Pro-tip Maître du Donjon
Ayez toujours une liste de noms prête sur un papier derrière votre écran. Des noms variés, de toutes les races. De cette manière si un PNJ improvisé entre en scène, et que les joueurs demandent son nom, vous n’êtes pas pris au dépourvu et les joueurs penseront que ce PNJ n’est pas improvisé…
3. Les éléments manqués lors d’une aventure
Les trésors cachés, les portes dérobées et les zones secrètes sont les éléments les plus fréquemment manqués lors d’une aventure. Vous pourriez penser qu’il n’y a aucun mal à révéler à vos joueurs ce qu’ils ont manqué une fois l’aventure terminée. Et bien en fait, non, vous auriez tort.
Deux raisons principales justifient cela.
- il se peut que vous réutilisiez certains de ces éléments dans une future partie. Oui, c’est vrai, chers maitres du jeu : bienvenue dans le monde du recyclage de votre contenu non utilisé pour de futures aventures.
- ensuite, il y a le mystère. Le non-dit alimente la curiosité et stimule l’imagination. C’est bien plus amusant de ne pas tout savoir. Le mystère tient en haleine les joueurs, les fait s’impliquer et parler de ça pendant des mois. Qu’y avait-il dans cette crypte qui s’est effondrée ? Que voulait dire cet ascète sur le bord du chemin, avec ses runes ? Pas besoin d’expliquer la vérité, le fantasme marche mieux. Dîtes-leur plutôt : « vous avez manqué pas mal de secrets la dernière fois » ça les mettra sur le qui-vive pour le prochain scénario !
4. Ne révélez jamais vos trucages et même mieux…
Un jet de dés un poil modifié ? Un résultat un peu plus clément ? Une porte qui n’est pas censée être là ? Un piège que vous oubliez gentiment ? Ok. Mais. Jamais, jamais, jamais vous ne devez révéler de tricherie d’aucune sorte à vos joueurs. Que vous ayez modifié vos jets de dés derrière l’écran pour éviter un TPK (Total Party Kill) ou que vous ayez accepté leur solution à une énigme alors qu’elle n’était pas la bonne : gardez-le pour vous. Vous aviez prévu trois ennemis de plus mais les joueurs sont presque morts ? Pas grave, gardez vos joueurs en vie si possible, qu’ils ne meurent pas dans une vulgaire escarmouche avec des kobolds.
Car voici le problème lorsque vos joueurs savent que vous truquez le jeu : cela supprime totalement le player agency, c’est à dire leur capacité à influer sur le monde qui les entoure. Si vos joueurs pensent que vous trichez à leur avantage, c’est le pire qui soit. Peu importe l’ennemi et les réponses, ils gagneront toujours. Lorsque vos joueurs savent que vous trichez pour influencer les résultats, et surtout si c’est pour raconter l’histoire que vous voulez raconter, cela peut carrément ruiner l’expérience de jeu pour eux.

◆ LISTE DES DONNÉES

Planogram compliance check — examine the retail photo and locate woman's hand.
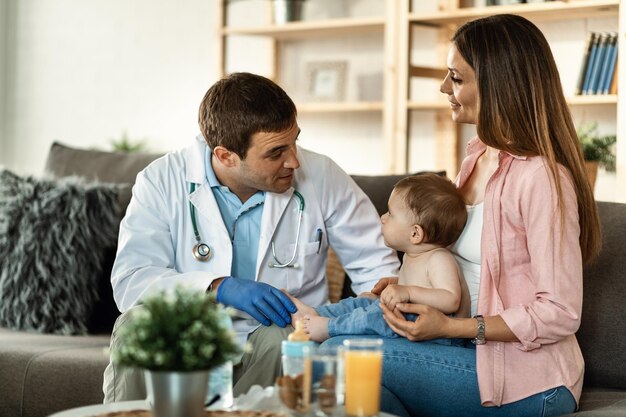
[380,303,452,342]
[372,277,398,296]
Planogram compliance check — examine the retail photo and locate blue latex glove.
[217,277,298,327]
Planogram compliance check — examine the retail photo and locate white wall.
[0,0,216,173]
[0,0,617,200]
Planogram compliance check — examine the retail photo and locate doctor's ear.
[213,146,239,168]
[411,224,426,245]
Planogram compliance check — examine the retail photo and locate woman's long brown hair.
[452,14,602,263]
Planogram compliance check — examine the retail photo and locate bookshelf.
[216,0,626,201]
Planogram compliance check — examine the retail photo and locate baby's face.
[380,189,414,252]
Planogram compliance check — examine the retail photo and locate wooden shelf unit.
[216,0,626,202]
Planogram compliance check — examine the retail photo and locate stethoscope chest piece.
[193,243,211,262]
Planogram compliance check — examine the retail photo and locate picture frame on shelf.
[306,61,348,101]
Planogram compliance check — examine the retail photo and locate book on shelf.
[576,32,618,95]
[598,33,617,94]
[609,61,619,94]
[583,32,609,95]
[576,32,598,95]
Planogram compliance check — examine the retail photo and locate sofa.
[0,143,626,417]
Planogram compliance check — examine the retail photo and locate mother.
[322,15,600,416]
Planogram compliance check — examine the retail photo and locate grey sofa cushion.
[352,171,446,215]
[0,170,121,334]
[46,142,161,333]
[45,142,161,211]
[577,202,626,389]
[0,328,109,417]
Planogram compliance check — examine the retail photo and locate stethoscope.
[189,182,304,268]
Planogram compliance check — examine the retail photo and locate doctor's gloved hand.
[217,277,297,327]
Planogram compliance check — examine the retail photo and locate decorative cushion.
[45,142,161,211]
[0,170,121,334]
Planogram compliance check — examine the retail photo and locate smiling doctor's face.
[234,124,300,201]
[439,45,480,125]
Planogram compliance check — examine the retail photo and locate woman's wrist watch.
[472,314,487,345]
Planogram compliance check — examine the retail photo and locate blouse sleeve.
[494,166,583,350]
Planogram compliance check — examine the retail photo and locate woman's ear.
[411,224,426,245]
[213,146,239,168]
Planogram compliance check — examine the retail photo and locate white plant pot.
[145,370,209,417]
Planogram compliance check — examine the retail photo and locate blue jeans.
[322,336,576,417]
[315,297,465,345]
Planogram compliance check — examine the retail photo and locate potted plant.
[576,122,617,190]
[111,287,240,417]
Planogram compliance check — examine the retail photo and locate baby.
[292,174,470,344]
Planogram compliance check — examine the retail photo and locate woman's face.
[439,45,479,125]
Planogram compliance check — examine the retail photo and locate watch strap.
[472,314,487,345]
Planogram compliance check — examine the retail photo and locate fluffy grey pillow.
[0,170,121,334]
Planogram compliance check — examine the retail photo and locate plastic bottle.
[205,308,233,409]
[281,320,315,412]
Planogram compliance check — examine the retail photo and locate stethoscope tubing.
[189,182,305,268]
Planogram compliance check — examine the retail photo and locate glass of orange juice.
[343,339,383,417]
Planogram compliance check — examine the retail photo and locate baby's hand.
[359,292,378,300]
[380,284,411,311]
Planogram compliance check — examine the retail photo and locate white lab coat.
[111,135,399,343]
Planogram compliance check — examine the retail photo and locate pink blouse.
[456,138,584,406]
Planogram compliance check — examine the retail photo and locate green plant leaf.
[111,287,241,372]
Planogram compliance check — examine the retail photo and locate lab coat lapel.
[256,187,294,278]
[189,182,230,241]
[185,135,230,237]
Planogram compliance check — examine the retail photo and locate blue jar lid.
[281,340,315,357]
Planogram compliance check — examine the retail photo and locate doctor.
[104,73,399,402]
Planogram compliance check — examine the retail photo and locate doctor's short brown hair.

◆ CONSIGNE
Dans le texte de conseils aux maîtres du jeu, recopiez l'extrait qui va de « Deux raisons principales » jusqu'à « de futures aventures. » en changeant « recyclage » en « réemploi ».

◆ RÉPONSE
Deux raisons principales justifient cela.
- il se peut que vous réutilisiez certains de ces éléments dans une future partie. Oui, c’est vrai, chers maitres du jeu : bienvenue dans le monde du réemploi de votre contenu non utilisé pour de futures aventures.